§ Text section
....

Inverfarigaig (Inbhir Farragaig) is a hamlet at the mouth of the River Farigaig, on the south-east shore of Loch Ness in Inverness-shire, Scottish Highlands and is in the Scottish council area of Highland.

==Geography==
The hamlet is situated on the B852, part of the Military Road built by General George Wade, 12 mi northeast of Fort Augustus. The village of Foyers is located 2 mi to the southwest and the village of Dores 8 mi to the northeast. The villages of Bunloit and Balbeg are directly across Loch Ness, and the village of Drumnadrochit is close to them. The prominent peak of Meall Fuar-mhonaidh is also visible across the loch.

==Iron Age Fort==
Above Inverfarigaig is the Iron Age fort of Dun Deardail (Dùn Deardail, meaning "Deirdre's Fort"), at an elevation of 925 ft above sea level; it is associated with the legend of Deirdre of the Sorrows. Deirdre and the three sons of Usnach were meant to have lived near the fort for some of the time they stayed in Scotland. The fort was built by the Celts some time around 700 BCE and has been found to be partly vitrified.

....

§ Task set
1 > In the Inverfarigaig text, translate this sentence into Spanish: "The village of Foyers is located 2 mi to the southwest and the village of Dores 8 mi to the northeast."
2 > Write the next part of the Inverfarigaig text, starting after its final sentence about the fort being partly vitrified.
None of the records is needed for this work.

....

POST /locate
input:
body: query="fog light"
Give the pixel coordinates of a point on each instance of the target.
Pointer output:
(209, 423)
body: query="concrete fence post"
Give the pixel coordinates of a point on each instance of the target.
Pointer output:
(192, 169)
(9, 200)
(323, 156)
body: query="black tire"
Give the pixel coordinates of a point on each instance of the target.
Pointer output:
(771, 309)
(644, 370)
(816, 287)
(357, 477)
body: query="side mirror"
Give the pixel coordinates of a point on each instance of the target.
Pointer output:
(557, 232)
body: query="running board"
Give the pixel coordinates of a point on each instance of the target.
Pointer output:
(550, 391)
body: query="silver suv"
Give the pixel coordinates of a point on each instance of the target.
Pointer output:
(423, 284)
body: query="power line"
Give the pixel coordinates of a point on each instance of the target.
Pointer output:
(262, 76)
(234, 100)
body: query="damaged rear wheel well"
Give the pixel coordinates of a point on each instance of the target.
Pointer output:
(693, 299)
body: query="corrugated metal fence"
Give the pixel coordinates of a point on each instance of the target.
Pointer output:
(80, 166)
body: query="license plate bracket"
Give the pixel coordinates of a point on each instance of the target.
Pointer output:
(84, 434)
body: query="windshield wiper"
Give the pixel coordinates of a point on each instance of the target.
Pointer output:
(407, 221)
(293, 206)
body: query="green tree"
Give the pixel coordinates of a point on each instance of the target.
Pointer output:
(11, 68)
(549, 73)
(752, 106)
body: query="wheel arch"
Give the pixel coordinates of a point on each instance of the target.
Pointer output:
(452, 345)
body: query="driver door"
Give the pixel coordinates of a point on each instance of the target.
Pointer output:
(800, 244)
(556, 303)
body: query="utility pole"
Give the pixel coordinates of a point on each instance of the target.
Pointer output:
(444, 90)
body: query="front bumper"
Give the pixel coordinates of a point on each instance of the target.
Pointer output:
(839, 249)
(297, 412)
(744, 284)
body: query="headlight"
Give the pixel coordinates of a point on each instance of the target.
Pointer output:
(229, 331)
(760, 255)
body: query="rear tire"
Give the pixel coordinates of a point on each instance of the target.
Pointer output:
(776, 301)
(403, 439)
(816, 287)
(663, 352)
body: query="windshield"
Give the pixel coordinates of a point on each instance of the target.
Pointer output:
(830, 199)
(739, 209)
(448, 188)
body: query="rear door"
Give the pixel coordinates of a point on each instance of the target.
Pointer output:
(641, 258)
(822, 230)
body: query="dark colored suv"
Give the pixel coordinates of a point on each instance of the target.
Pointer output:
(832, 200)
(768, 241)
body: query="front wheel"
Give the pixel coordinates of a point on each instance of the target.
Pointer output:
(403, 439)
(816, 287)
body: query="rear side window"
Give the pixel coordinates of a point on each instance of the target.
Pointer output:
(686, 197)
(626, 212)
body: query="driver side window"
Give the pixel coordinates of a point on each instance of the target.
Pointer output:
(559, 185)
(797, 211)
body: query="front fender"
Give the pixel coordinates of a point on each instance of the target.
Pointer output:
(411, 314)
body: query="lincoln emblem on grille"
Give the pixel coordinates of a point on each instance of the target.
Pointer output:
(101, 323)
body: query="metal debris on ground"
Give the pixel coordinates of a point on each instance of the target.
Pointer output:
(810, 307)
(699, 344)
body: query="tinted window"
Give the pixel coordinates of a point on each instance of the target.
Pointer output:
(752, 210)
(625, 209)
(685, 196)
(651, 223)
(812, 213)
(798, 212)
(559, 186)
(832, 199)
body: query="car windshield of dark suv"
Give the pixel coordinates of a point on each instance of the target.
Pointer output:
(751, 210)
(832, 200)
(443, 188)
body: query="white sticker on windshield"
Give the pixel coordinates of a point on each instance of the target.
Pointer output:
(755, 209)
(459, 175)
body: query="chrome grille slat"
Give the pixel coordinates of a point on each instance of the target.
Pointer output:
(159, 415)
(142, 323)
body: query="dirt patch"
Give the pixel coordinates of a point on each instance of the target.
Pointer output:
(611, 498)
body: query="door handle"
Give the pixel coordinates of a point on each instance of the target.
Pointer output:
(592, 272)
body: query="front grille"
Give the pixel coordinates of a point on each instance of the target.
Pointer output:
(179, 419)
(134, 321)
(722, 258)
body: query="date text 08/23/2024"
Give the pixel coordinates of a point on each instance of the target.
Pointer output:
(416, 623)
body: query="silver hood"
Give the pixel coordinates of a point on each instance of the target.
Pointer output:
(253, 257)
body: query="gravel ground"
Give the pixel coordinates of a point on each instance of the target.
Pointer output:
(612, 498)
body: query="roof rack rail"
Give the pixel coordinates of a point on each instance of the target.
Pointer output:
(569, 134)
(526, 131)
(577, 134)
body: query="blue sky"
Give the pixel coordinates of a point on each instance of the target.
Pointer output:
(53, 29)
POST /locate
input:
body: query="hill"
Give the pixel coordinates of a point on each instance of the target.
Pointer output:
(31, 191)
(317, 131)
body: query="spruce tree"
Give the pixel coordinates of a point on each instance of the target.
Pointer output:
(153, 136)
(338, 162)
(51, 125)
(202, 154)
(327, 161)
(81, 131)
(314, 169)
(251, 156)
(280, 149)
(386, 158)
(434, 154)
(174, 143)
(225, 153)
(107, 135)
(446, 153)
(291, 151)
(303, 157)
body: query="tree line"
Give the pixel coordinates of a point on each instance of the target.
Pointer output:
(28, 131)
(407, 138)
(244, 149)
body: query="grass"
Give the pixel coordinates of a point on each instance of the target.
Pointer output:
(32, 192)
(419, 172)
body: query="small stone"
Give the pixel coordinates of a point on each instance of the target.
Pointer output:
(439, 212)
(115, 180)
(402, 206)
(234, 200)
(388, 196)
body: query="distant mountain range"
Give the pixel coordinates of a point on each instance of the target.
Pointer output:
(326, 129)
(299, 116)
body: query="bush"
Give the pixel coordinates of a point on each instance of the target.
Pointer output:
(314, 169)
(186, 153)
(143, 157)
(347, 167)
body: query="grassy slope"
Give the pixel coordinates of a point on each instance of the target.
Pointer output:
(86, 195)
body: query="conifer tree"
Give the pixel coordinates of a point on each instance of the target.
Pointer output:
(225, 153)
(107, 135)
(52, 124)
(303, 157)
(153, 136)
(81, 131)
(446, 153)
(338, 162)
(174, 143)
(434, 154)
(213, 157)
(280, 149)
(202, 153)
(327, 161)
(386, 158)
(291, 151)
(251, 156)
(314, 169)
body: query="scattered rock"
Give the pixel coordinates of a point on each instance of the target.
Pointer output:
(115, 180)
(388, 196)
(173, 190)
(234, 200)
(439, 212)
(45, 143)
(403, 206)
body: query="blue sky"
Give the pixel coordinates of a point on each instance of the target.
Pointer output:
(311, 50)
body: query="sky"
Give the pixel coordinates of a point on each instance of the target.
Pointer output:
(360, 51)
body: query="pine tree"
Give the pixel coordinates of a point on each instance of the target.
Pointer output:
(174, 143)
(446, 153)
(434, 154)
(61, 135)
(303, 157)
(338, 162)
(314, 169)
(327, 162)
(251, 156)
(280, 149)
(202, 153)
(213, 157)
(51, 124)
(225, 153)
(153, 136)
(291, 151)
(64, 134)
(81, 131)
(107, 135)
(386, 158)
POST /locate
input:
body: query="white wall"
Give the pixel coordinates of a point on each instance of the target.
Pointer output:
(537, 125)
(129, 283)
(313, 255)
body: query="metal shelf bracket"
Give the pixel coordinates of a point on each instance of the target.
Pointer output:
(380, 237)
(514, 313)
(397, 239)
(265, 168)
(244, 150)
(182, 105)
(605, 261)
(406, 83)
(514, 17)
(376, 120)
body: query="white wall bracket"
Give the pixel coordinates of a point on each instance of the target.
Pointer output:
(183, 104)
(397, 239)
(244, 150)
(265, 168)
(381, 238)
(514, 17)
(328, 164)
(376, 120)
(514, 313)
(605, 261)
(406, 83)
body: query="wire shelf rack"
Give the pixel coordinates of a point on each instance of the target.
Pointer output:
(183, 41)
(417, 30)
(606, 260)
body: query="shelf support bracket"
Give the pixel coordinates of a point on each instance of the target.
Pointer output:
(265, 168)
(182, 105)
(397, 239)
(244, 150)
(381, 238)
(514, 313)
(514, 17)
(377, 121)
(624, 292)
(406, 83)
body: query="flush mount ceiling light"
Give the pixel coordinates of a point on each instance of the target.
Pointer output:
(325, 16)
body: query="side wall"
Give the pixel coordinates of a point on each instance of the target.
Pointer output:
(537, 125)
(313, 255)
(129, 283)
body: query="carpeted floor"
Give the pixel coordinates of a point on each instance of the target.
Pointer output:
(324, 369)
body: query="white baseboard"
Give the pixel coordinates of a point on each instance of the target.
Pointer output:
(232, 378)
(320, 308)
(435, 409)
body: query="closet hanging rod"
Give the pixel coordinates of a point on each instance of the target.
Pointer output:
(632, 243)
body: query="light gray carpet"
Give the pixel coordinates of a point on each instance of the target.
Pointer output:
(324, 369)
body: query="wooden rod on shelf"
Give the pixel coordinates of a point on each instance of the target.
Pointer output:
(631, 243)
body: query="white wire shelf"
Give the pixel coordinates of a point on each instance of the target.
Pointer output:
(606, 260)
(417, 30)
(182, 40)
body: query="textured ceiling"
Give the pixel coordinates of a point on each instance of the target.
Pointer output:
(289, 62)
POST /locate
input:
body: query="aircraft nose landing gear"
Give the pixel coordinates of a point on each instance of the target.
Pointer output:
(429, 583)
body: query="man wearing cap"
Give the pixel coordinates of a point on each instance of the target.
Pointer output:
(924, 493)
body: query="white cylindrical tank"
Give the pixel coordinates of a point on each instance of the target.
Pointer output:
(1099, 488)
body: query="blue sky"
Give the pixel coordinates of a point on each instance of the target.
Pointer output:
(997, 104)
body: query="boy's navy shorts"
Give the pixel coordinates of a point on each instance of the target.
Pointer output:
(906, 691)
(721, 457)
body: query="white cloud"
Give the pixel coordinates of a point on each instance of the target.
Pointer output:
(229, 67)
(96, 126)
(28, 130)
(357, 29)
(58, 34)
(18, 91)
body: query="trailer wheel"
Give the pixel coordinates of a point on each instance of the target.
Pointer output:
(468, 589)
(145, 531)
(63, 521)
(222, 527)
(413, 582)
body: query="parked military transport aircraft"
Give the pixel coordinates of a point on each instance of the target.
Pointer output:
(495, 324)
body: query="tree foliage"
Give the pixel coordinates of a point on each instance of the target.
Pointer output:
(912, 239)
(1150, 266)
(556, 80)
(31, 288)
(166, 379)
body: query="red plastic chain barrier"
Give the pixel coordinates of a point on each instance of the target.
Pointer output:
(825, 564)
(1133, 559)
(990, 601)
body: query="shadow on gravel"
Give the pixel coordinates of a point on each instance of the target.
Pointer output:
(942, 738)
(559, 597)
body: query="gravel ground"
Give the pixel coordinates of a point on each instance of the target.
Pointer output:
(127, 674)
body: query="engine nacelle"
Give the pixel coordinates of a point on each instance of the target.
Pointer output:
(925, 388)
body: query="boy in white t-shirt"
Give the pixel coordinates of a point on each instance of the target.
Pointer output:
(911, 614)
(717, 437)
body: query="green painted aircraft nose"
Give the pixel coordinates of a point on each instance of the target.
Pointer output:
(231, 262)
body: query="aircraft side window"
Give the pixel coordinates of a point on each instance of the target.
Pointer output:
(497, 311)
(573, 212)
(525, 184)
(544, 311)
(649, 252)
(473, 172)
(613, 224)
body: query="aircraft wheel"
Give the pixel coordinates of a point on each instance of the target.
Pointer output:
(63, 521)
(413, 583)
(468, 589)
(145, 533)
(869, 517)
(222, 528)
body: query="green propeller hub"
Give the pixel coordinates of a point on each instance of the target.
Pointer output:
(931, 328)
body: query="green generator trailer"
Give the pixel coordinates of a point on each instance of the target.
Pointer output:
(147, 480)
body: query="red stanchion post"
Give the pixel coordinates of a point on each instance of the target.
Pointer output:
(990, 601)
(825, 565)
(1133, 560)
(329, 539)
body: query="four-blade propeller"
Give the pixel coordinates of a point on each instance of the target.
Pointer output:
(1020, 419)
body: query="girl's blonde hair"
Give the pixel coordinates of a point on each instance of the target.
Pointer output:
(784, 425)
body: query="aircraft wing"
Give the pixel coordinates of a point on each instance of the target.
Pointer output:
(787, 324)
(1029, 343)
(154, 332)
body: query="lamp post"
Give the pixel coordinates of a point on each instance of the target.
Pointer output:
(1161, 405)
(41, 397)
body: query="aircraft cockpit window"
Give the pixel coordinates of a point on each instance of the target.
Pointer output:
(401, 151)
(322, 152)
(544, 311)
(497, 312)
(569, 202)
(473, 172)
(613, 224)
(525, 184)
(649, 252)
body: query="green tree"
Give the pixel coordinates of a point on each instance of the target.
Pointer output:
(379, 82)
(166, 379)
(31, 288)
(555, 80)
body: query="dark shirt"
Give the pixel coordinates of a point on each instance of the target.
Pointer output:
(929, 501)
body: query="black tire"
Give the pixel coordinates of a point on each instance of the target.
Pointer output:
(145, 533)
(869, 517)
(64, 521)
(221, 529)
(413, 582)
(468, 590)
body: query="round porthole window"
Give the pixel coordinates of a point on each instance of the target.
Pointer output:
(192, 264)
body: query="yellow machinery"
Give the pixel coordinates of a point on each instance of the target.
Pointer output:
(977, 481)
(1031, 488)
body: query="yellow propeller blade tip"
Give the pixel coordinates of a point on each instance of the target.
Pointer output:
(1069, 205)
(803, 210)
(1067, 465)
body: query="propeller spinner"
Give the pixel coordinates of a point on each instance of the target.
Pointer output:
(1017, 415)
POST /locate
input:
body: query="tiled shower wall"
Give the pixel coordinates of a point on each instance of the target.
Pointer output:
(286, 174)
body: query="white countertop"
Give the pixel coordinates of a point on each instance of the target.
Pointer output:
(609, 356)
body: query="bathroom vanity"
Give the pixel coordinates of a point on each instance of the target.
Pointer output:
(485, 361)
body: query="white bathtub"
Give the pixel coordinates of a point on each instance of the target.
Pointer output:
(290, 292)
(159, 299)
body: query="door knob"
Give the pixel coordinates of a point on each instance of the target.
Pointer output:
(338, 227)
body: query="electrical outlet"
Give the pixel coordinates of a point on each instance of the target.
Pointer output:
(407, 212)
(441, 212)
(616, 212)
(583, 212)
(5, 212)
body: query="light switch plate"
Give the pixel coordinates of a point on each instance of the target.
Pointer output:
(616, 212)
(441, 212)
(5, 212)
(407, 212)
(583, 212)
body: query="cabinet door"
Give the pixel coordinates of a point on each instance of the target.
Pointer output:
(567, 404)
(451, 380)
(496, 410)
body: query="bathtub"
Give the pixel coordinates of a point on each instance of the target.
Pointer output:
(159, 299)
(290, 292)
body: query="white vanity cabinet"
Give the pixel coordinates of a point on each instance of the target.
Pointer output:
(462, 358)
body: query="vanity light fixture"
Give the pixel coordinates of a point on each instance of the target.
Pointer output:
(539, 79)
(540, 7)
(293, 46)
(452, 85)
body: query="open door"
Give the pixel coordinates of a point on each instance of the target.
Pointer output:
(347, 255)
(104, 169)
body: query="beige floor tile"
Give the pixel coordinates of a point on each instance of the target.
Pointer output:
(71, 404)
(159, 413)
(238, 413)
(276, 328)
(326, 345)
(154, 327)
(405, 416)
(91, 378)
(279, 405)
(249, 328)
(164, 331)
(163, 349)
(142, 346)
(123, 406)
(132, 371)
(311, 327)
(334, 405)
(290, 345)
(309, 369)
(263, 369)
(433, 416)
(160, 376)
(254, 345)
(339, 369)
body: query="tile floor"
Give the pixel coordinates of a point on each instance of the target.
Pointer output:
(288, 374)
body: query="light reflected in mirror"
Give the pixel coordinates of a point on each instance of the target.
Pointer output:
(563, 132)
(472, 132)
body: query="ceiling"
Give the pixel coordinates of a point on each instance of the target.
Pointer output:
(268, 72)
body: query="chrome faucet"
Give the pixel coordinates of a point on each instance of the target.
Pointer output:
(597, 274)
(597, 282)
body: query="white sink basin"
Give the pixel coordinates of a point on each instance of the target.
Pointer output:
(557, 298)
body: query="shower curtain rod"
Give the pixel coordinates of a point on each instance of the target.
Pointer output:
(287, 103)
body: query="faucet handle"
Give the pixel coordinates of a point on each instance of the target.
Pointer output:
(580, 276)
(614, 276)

....

§ Answers to the exercises
1 > El pueblo de Foyers está situado a 2 mi al suroeste y el pueblo de Dores, a 8 mi al noreste.

2 >
== Royal Navy air crash ==
On 29 May 1944, a Fleet Air Arm Stinson Reliant, serial FK943, flying out of RAF Skeabrae in Orkney, returning to base at HMS Monck at Port Glasgow, crashed 1 mi east of Inverfarigaig after clipping a tree whilst trying to remain under a low cloudbase, killing all three officers on board. Lieutenant Commanders Oliver Cairns and Norman O'Neil MC, and Commander Robert Ellis were all subsequently buried at the Tomnahurich Cemetery in Inverness.

== Conservation ==
Broadleaf woodland to the immediate east of Inverfarigaig has been designated a Site of Special Scientific Interest by NatureScot due to the tree species present and the associated ground biota.